■ EXERCISE INSTRUCTIONS
Copy the material below word for word, keeping every result on its own line, and leave out the pictures.

■ INPUT FOR THIS TASK
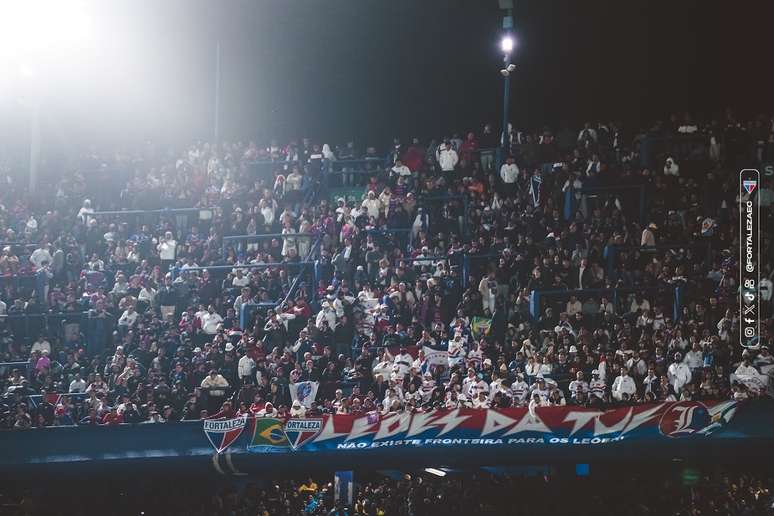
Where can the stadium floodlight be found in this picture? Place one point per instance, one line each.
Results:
(506, 44)
(32, 31)
(34, 36)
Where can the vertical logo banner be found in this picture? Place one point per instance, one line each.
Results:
(749, 259)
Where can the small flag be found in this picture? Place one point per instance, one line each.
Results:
(222, 432)
(304, 392)
(268, 432)
(749, 185)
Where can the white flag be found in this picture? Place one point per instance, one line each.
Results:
(434, 357)
(304, 392)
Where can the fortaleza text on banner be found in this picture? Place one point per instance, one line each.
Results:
(304, 392)
(471, 427)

■ ANSWER FOR THE TASK
Where can the stadium floodlight be found in this picture? Place one point per instance, one line each.
Results:
(506, 44)
(32, 31)
(34, 36)
Where can the vertical logo banner be found in this picture? Place one point per instance, one line each.
Results:
(749, 259)
Where can the small flag be found in this picture? Place one point per instance, one line each.
Results:
(222, 432)
(304, 392)
(268, 432)
(749, 185)
Where can the white flag be found in this picture? Place one point per instance, one line each.
Results:
(434, 357)
(304, 392)
Where can the fortaleza text on banner be found in this picture? Place one point per instance, one line each.
Results:
(304, 392)
(471, 427)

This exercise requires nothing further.